→ TASK BRIEF:
Word for word, restate all of the records.

Region pointing data

------------------------------------------------

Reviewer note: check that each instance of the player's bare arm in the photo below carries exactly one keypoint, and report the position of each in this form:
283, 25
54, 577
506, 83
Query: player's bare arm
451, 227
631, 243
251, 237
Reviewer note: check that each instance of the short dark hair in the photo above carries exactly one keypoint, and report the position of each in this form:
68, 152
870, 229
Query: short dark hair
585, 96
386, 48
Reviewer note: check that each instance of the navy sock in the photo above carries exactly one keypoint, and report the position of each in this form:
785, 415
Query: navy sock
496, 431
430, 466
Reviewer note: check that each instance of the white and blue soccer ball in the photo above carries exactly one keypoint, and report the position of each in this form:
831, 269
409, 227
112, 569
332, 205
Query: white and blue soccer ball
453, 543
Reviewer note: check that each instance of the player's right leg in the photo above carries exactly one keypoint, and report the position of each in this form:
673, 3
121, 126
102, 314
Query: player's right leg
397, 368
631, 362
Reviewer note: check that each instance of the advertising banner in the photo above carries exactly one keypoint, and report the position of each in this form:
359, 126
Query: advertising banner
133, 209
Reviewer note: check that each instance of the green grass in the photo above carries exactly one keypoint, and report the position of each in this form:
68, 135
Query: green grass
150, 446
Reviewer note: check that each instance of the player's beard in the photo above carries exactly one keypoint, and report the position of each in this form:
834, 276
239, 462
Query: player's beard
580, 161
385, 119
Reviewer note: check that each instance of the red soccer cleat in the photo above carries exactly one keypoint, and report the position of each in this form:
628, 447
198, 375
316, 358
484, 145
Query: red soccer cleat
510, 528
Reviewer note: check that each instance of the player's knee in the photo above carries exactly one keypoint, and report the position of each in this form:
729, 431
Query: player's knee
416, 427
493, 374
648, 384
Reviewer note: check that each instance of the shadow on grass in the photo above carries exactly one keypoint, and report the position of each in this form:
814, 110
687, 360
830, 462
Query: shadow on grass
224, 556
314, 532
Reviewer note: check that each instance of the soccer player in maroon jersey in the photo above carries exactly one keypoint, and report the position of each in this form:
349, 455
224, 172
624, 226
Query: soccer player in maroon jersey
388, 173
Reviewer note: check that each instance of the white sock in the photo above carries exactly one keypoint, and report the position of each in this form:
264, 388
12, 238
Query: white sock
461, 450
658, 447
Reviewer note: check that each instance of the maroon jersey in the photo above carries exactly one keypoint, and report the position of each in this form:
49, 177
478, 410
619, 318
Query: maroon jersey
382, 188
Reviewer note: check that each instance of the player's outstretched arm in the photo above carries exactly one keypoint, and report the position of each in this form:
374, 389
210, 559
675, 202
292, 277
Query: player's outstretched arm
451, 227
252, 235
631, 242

------------------------------------------------

→ EXPECTED OUTPUT:
Reviewer note: check that each instance of the player's bare arm in the photo below carries exactly one keypoint, and report the position of each in this form:
283, 25
54, 577
506, 83
Query: player's bare arm
451, 227
631, 243
251, 237
Reviewer note: check that each instance of the short dark hair in the photo above carries exactly one keypoint, and report the position of each in this form:
68, 152
870, 229
Query: short dark hair
585, 96
386, 48
Reviewer note: check that each instance of the navy sock in the photo above carries exactly one keypoint, and report the position of each in this form:
785, 415
Query: navy sock
496, 431
430, 466
Reviewer note: check that each instance of the white and blue soccer ball in the photo above carries exactly one keypoint, and report the position of each in this form:
831, 269
409, 227
112, 569
332, 205
Query: white and blue soccer ball
453, 543
Reviewer note: check that each instance of the player's right leg in the photo above carries exactly one keypoint, and report the position of each in this form:
673, 3
121, 126
102, 314
Query: player's right leg
397, 368
631, 362
Reviewer note: check that each instance of the advertising banner in the photo above carries exactly one keypoint, and report the position of each in this form:
359, 126
Query: advertising banner
133, 209
Reviewer note: check that each instance of the green grass in the photo above carries exactly one keypoint, and report the position of each in this form:
68, 135
Query: green grass
150, 446
Reviewer note: check that each instance of the player's beard in the photo above carries exactly one keypoint, and report the position of each in this form:
834, 276
239, 462
Query: player's beard
580, 161
385, 119
Reviewer note: check that each instance of the red soccer cleat in the photo above carries exactly one keypoint, and report the position of each in this form:
628, 447
198, 375
316, 358
484, 145
Query: red soccer cleat
510, 528
Reviewer note: check that each instance of the player's knee in the photo above carries exactly one keypoint, and report the position of each in this form:
729, 431
Query: player's knee
416, 427
493, 374
648, 384
Reviewer note: check that each instance of the shadow on grass in the photo above carries exactly one keypoint, and report the position of each in this form:
814, 110
687, 360
830, 462
Query: shadow on grass
224, 556
314, 532
Reviewer note: check that each instance of the soccer player in maroon jersey in the photo above carries exactly one keypoint, and report the position of each in this form:
349, 455
224, 172
624, 226
Query: soccer player in maroon jersey
388, 173
Reviewer note: check that each instance of the white sock in the photo above carries exactly one keypoint, and report the position of each in this form:
264, 388
12, 238
Query: white sock
461, 450
658, 447
Reviewer note: check that each instance of the maroon jersey in the photo above carries exactly one keypoint, and report the position of each in this form:
49, 177
478, 410
619, 318
Query: maroon jersey
382, 188
Reviewer note: check that each instance of the player's outstretched arm in the photo above carries exactly one keypoint, and report the position of each in this form:
374, 389
210, 559
675, 202
292, 277
Query: player's outstretched arm
451, 227
252, 235
631, 242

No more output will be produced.